[Given problem]:
Show every line of the material below that contains the word "snow".

== Provided data

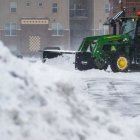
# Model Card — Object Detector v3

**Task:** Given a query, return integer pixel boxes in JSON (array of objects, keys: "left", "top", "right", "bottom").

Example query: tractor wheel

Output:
[{"left": 111, "top": 53, "right": 129, "bottom": 72}]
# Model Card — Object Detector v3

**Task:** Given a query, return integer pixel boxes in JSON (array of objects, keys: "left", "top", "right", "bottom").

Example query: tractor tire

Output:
[{"left": 110, "top": 53, "right": 129, "bottom": 72}]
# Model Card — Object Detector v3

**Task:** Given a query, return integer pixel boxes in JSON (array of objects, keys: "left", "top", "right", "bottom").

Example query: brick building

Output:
[
  {"left": 0, "top": 0, "right": 70, "bottom": 55},
  {"left": 0, "top": 0, "right": 109, "bottom": 55}
]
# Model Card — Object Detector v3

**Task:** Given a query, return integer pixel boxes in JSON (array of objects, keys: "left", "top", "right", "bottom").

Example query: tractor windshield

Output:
[{"left": 121, "top": 19, "right": 136, "bottom": 39}]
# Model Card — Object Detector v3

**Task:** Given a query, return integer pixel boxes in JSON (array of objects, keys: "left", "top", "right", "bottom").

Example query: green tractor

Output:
[
  {"left": 75, "top": 12, "right": 140, "bottom": 72},
  {"left": 43, "top": 13, "right": 140, "bottom": 72}
]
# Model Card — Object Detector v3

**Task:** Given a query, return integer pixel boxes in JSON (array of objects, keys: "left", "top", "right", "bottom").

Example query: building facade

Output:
[
  {"left": 0, "top": 0, "right": 109, "bottom": 55},
  {"left": 0, "top": 0, "right": 70, "bottom": 54}
]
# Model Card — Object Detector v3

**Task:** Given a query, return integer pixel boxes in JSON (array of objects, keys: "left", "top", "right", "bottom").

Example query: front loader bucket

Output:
[
  {"left": 75, "top": 52, "right": 96, "bottom": 70},
  {"left": 43, "top": 51, "right": 62, "bottom": 59}
]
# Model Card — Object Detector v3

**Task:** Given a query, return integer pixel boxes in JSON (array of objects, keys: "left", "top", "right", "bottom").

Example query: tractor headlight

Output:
[{"left": 123, "top": 38, "right": 128, "bottom": 42}]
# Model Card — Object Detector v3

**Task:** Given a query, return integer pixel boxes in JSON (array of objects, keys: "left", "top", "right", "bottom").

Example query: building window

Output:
[
  {"left": 4, "top": 23, "right": 16, "bottom": 36},
  {"left": 52, "top": 3, "right": 58, "bottom": 13},
  {"left": 10, "top": 2, "right": 17, "bottom": 13},
  {"left": 26, "top": 1, "right": 31, "bottom": 7},
  {"left": 52, "top": 23, "right": 64, "bottom": 36}
]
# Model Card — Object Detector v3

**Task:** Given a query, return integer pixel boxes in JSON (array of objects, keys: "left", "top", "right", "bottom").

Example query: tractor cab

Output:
[{"left": 121, "top": 12, "right": 140, "bottom": 64}]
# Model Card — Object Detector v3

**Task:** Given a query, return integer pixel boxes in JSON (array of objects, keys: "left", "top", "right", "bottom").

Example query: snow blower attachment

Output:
[{"left": 43, "top": 13, "right": 140, "bottom": 72}]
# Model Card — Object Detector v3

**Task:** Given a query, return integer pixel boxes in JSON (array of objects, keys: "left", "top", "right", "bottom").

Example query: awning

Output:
[{"left": 104, "top": 11, "right": 124, "bottom": 25}]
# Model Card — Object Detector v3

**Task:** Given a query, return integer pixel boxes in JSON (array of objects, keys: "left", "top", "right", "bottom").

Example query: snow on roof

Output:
[{"left": 0, "top": 43, "right": 140, "bottom": 140}]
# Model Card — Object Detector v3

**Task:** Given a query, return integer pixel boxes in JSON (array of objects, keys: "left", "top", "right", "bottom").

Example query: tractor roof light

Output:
[{"left": 136, "top": 11, "right": 140, "bottom": 16}]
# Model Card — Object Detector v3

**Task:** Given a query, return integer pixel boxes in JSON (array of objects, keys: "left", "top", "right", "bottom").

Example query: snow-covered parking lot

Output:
[{"left": 0, "top": 43, "right": 140, "bottom": 140}]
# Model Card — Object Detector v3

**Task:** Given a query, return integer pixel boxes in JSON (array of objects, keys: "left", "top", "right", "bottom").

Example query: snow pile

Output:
[{"left": 0, "top": 43, "right": 140, "bottom": 140}]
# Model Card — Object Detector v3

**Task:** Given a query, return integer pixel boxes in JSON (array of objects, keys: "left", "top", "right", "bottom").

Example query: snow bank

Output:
[{"left": 0, "top": 43, "right": 140, "bottom": 140}]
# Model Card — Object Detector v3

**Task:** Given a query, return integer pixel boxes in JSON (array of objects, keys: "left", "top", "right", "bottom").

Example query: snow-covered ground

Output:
[{"left": 0, "top": 43, "right": 140, "bottom": 140}]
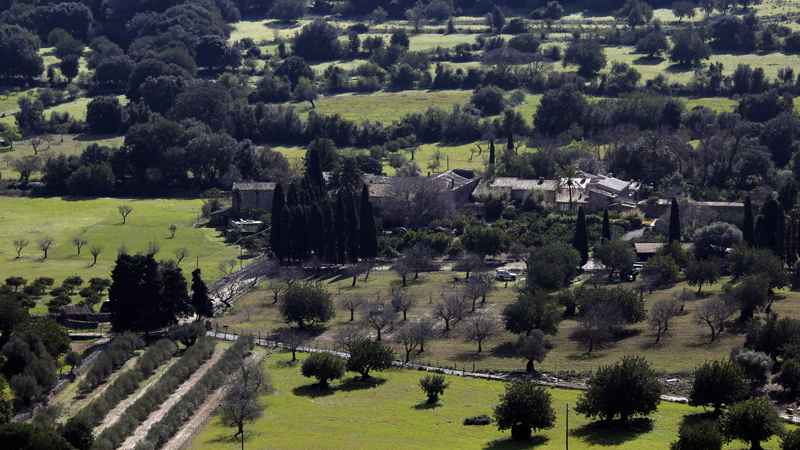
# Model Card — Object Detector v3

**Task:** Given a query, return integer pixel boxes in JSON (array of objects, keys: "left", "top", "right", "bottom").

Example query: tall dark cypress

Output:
[
  {"left": 192, "top": 269, "right": 214, "bottom": 320},
  {"left": 572, "top": 206, "right": 589, "bottom": 266},
  {"left": 333, "top": 194, "right": 347, "bottom": 264},
  {"left": 308, "top": 202, "right": 325, "bottom": 257},
  {"left": 358, "top": 184, "right": 378, "bottom": 259},
  {"left": 669, "top": 197, "right": 681, "bottom": 244},
  {"left": 306, "top": 146, "right": 326, "bottom": 193},
  {"left": 742, "top": 195, "right": 756, "bottom": 247},
  {"left": 269, "top": 183, "right": 286, "bottom": 260},
  {"left": 344, "top": 193, "right": 360, "bottom": 262}
]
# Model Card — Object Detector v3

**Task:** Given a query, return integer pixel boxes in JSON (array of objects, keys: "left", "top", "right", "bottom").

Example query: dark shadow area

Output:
[
  {"left": 292, "top": 384, "right": 336, "bottom": 398},
  {"left": 570, "top": 418, "right": 653, "bottom": 447},
  {"left": 336, "top": 376, "right": 386, "bottom": 392},
  {"left": 633, "top": 56, "right": 664, "bottom": 66},
  {"left": 489, "top": 342, "right": 519, "bottom": 358},
  {"left": 483, "top": 435, "right": 550, "bottom": 450},
  {"left": 412, "top": 401, "right": 442, "bottom": 411}
]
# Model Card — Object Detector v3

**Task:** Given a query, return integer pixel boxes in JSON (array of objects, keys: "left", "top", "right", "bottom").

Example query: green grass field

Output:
[
  {"left": 189, "top": 354, "right": 792, "bottom": 450},
  {"left": 0, "top": 197, "right": 239, "bottom": 284}
]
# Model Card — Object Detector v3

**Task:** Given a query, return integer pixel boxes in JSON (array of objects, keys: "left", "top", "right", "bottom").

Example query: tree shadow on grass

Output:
[
  {"left": 570, "top": 417, "right": 654, "bottom": 447},
  {"left": 336, "top": 377, "right": 386, "bottom": 392},
  {"left": 412, "top": 401, "right": 442, "bottom": 411},
  {"left": 483, "top": 435, "right": 550, "bottom": 450},
  {"left": 292, "top": 384, "right": 336, "bottom": 399}
]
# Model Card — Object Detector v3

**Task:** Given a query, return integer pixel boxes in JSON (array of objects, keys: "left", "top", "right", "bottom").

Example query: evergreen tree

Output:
[
  {"left": 742, "top": 195, "right": 756, "bottom": 247},
  {"left": 358, "top": 185, "right": 378, "bottom": 259},
  {"left": 669, "top": 197, "right": 681, "bottom": 244},
  {"left": 333, "top": 194, "right": 347, "bottom": 264},
  {"left": 572, "top": 206, "right": 589, "bottom": 266},
  {"left": 344, "top": 193, "right": 360, "bottom": 262},
  {"left": 269, "top": 183, "right": 286, "bottom": 261},
  {"left": 192, "top": 269, "right": 214, "bottom": 318},
  {"left": 308, "top": 201, "right": 325, "bottom": 256},
  {"left": 305, "top": 146, "right": 327, "bottom": 193}
]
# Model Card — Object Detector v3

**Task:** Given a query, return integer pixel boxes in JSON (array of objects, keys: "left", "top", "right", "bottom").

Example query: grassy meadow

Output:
[
  {"left": 0, "top": 197, "right": 239, "bottom": 285},
  {"left": 189, "top": 354, "right": 792, "bottom": 450}
]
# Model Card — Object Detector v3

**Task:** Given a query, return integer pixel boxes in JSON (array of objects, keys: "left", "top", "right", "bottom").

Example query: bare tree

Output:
[
  {"left": 432, "top": 293, "right": 467, "bottom": 333},
  {"left": 464, "top": 312, "right": 500, "bottom": 353},
  {"left": 278, "top": 328, "right": 311, "bottom": 361},
  {"left": 453, "top": 252, "right": 486, "bottom": 280},
  {"left": 648, "top": 297, "right": 681, "bottom": 344},
  {"left": 388, "top": 177, "right": 453, "bottom": 227},
  {"left": 14, "top": 238, "right": 30, "bottom": 258},
  {"left": 514, "top": 330, "right": 552, "bottom": 372},
  {"left": 573, "top": 302, "right": 625, "bottom": 354},
  {"left": 219, "top": 359, "right": 272, "bottom": 450},
  {"left": 72, "top": 237, "right": 89, "bottom": 255},
  {"left": 392, "top": 289, "right": 417, "bottom": 322},
  {"left": 339, "top": 294, "right": 364, "bottom": 322},
  {"left": 172, "top": 247, "right": 189, "bottom": 264},
  {"left": 89, "top": 244, "right": 103, "bottom": 265},
  {"left": 36, "top": 236, "right": 55, "bottom": 259},
  {"left": 333, "top": 323, "right": 369, "bottom": 352},
  {"left": 144, "top": 241, "right": 161, "bottom": 256},
  {"left": 695, "top": 297, "right": 739, "bottom": 342},
  {"left": 361, "top": 300, "right": 395, "bottom": 341},
  {"left": 392, "top": 256, "right": 414, "bottom": 287},
  {"left": 117, "top": 205, "right": 133, "bottom": 225}
]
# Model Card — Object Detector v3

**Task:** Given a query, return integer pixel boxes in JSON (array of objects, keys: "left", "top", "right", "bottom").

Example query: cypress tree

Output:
[
  {"left": 269, "top": 183, "right": 286, "bottom": 261},
  {"left": 333, "top": 194, "right": 347, "bottom": 264},
  {"left": 344, "top": 193, "right": 360, "bottom": 262},
  {"left": 358, "top": 184, "right": 378, "bottom": 259},
  {"left": 669, "top": 197, "right": 681, "bottom": 244},
  {"left": 308, "top": 201, "right": 325, "bottom": 256},
  {"left": 192, "top": 269, "right": 214, "bottom": 320},
  {"left": 742, "top": 195, "right": 756, "bottom": 247},
  {"left": 322, "top": 201, "right": 336, "bottom": 262},
  {"left": 305, "top": 146, "right": 326, "bottom": 194},
  {"left": 572, "top": 206, "right": 589, "bottom": 266}
]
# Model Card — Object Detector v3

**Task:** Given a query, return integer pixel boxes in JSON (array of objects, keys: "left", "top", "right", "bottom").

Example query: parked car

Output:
[{"left": 496, "top": 269, "right": 517, "bottom": 281}]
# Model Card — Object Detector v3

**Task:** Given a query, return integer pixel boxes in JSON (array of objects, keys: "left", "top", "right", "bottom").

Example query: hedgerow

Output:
[
  {"left": 79, "top": 332, "right": 144, "bottom": 393},
  {"left": 134, "top": 336, "right": 254, "bottom": 450},
  {"left": 76, "top": 339, "right": 176, "bottom": 427},
  {"left": 93, "top": 336, "right": 216, "bottom": 450}
]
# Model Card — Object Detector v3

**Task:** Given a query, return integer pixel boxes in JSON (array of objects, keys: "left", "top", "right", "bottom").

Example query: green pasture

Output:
[
  {"left": 0, "top": 197, "right": 239, "bottom": 285},
  {"left": 189, "top": 354, "right": 792, "bottom": 450},
  {"left": 208, "top": 266, "right": 788, "bottom": 373}
]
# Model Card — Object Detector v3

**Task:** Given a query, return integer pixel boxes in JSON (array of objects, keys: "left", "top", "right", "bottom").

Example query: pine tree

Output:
[
  {"left": 669, "top": 197, "right": 681, "bottom": 244},
  {"left": 358, "top": 185, "right": 378, "bottom": 259},
  {"left": 601, "top": 209, "right": 611, "bottom": 239},
  {"left": 344, "top": 193, "right": 360, "bottom": 262},
  {"left": 742, "top": 195, "right": 756, "bottom": 247},
  {"left": 192, "top": 269, "right": 214, "bottom": 320},
  {"left": 305, "top": 146, "right": 326, "bottom": 193},
  {"left": 333, "top": 194, "right": 347, "bottom": 264},
  {"left": 269, "top": 183, "right": 286, "bottom": 261},
  {"left": 572, "top": 206, "right": 589, "bottom": 266}
]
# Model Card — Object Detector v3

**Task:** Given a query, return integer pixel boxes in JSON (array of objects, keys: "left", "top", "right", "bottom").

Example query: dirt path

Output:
[
  {"left": 119, "top": 345, "right": 225, "bottom": 450},
  {"left": 56, "top": 356, "right": 139, "bottom": 420},
  {"left": 94, "top": 357, "right": 179, "bottom": 436},
  {"left": 161, "top": 351, "right": 264, "bottom": 450}
]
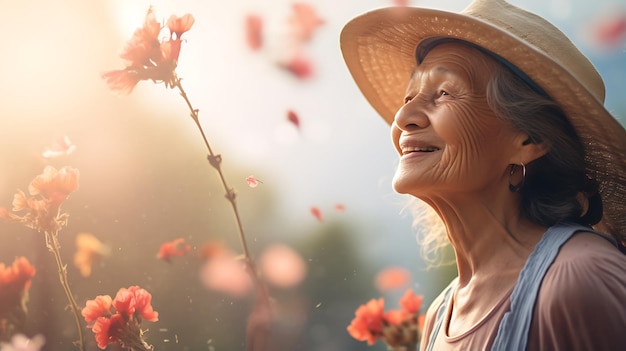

====

[Exercise solution]:
Example query: snow blower attachment
Example query: snow on roof
Example query: snow-covered parking lot
Example query: snow pile
Example query: snow bank
Example query: snow-covered ground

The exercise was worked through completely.